- _Text segment_:
Segment Open

At the outbreak of World War Two, the British aviation industry expanded greatly. There was great need for the Rolls-Royce Merlin engine with shadow factories being established in Crewe, Manchester, and Glasgow. This was not enough to meet increasing demand with the British government looking to expand production using U.S. manufacturers. An agreement was reached between Rolls-Royce and the Packard Motor Car Company in September 1940 to manufacture the Merlin under license, with a $130,000,000 order being placed. The first Packard-built engine, designated V-1650-1, ran in August 1941.

The first American model was a version of the Mark XX, designated the V-1650-1 by the American military and the Packard Merlin 28 by the British. This engine used a single-stage, two-speed supercharger, the gear changing mechanism of which originally came from a French Farman patent license. The Merlin 28 was used for the Avro Lancaster bomber. The USAAF V-1650-1 version of this engine was used in the Curtiss P-40Fs. The initial Packard modifications to this engine changed the main crankshaft bearings from a copper-lead alloy to a silver-lead combination and featured indium plating. The bearing coating improved the break-in (running-in) and load-carrying abilities of the surface.

Segment Closed

- _Dataset_:
Segment Open

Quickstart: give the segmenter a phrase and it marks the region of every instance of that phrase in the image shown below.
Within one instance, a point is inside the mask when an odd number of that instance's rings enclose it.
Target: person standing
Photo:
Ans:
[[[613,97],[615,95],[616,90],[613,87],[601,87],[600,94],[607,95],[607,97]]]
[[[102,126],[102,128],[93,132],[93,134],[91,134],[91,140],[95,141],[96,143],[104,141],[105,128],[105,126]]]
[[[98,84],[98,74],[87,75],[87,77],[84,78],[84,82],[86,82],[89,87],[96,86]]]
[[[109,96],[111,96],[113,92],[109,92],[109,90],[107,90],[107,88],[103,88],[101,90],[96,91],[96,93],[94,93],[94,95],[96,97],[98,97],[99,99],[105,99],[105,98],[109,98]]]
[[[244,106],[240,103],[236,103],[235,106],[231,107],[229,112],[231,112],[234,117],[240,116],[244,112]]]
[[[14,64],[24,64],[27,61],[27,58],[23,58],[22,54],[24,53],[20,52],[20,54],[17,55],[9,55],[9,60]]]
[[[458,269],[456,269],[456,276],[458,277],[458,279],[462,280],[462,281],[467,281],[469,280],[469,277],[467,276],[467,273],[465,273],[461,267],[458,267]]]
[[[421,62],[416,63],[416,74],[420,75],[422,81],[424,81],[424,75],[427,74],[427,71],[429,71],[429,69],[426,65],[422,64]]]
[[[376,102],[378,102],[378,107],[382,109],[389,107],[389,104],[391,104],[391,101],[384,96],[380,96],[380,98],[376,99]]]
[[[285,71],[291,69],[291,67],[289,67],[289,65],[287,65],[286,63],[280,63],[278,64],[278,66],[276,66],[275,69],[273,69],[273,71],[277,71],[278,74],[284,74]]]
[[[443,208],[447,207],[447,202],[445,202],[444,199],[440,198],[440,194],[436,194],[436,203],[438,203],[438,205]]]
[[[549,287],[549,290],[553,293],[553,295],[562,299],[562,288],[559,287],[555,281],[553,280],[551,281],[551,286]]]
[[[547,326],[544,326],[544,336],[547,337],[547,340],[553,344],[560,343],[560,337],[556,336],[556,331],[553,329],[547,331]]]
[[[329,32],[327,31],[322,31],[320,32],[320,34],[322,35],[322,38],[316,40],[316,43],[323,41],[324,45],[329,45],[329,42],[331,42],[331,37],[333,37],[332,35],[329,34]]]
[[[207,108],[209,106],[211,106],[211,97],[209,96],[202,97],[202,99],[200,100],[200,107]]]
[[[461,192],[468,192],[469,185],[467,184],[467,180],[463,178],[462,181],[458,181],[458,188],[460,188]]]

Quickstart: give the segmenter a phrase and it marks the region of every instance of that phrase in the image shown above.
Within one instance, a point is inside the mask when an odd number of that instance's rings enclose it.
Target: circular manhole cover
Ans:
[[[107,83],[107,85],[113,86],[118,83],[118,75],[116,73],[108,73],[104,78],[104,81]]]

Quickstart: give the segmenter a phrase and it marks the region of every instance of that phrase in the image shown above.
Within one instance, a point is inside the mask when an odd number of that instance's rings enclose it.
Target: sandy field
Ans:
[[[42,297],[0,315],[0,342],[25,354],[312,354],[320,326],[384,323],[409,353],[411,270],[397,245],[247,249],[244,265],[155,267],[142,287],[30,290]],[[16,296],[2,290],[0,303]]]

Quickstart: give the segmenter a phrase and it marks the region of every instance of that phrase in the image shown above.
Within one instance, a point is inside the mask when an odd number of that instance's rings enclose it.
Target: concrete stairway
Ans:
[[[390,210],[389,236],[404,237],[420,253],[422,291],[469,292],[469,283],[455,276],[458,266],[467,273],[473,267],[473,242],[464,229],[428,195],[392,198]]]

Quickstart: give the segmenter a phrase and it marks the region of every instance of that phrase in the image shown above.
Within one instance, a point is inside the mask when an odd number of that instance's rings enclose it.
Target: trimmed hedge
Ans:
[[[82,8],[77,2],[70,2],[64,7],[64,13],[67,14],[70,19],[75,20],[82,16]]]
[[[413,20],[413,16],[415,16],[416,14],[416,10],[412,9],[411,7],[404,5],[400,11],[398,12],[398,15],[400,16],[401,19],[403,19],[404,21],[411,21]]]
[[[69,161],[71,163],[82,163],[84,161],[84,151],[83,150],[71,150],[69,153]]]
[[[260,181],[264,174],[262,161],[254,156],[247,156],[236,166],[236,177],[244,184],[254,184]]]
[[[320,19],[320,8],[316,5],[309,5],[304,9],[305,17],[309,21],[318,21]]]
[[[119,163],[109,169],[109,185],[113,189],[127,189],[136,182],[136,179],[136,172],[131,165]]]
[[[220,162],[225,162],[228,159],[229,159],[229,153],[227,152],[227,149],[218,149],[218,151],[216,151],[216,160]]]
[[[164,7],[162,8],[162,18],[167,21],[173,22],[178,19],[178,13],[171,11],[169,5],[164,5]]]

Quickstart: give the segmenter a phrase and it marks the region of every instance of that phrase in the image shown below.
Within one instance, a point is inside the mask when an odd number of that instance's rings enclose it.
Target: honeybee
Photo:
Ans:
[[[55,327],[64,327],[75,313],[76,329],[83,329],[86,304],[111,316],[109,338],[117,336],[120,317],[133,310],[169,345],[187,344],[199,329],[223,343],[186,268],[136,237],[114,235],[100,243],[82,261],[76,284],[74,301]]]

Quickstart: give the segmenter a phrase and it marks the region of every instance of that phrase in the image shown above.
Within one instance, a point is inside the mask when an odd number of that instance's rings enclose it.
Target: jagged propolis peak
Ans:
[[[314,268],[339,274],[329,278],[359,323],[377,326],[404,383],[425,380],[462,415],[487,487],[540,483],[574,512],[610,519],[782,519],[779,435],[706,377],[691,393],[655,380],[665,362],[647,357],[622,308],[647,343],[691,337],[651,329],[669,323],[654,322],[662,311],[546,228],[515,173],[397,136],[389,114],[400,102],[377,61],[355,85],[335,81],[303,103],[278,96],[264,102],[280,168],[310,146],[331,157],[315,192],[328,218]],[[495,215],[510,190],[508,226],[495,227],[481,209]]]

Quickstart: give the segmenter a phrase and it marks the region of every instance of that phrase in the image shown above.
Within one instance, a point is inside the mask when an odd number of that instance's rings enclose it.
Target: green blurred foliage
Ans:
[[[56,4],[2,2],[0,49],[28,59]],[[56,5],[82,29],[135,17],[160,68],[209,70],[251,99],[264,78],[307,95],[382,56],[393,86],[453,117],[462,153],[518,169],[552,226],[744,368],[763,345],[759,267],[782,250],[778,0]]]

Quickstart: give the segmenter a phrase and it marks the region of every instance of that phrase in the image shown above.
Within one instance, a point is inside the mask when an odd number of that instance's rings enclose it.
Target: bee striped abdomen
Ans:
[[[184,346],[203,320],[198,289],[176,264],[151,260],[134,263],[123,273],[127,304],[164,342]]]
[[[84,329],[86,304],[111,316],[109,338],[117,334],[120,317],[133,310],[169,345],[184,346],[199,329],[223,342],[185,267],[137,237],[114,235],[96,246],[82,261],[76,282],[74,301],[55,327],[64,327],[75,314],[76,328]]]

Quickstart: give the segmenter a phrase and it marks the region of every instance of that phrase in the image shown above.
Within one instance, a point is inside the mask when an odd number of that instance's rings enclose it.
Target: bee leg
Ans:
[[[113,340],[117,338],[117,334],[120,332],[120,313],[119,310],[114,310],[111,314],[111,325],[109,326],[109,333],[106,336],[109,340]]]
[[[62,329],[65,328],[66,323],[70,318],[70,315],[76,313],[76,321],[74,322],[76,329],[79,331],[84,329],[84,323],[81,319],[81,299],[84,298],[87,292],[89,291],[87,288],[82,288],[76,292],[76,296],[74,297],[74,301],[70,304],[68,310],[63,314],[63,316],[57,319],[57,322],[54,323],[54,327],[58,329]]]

Segment Closed

- _Action item 1_: In the Packard Merlin passage, when did the first Packard-built engine run?
- _Action item 2_: Translate this sentence from the Packard Merlin passage into Spanish: "The Merlin 28 was used for the Avro Lancaster bomber."
- _Action item 3_: Transcribe the Packard Merlin passage starting at "At the outbreak" and ending at "in August 1941.".
The material comes from a different source than the passage on the Packard Merlin.

- _Your solution 1_: August 1941

- _Your solution 2_: El Merlin 28 se utilizó en el bombardero Avro Lancaster.

- _Your solution 3_:
At the outbreak of World War Two, the British aviation industry expanded greatly. There was great need for the Rolls-Royce Merlin engine with shadow factories being established in Crewe, Manchester, and Glasgow. This was not enough to meet increasing demand with the British government looking to expand production using U.S. manufacturers. An agreement was reached between Rolls-Royce and the Packard Motor Car Company in September 1940 to manufacture the Merlin under license, with a $130,000,000 order being placed. The first Packard-built engine, designated V-1650-1, ran in August 1941.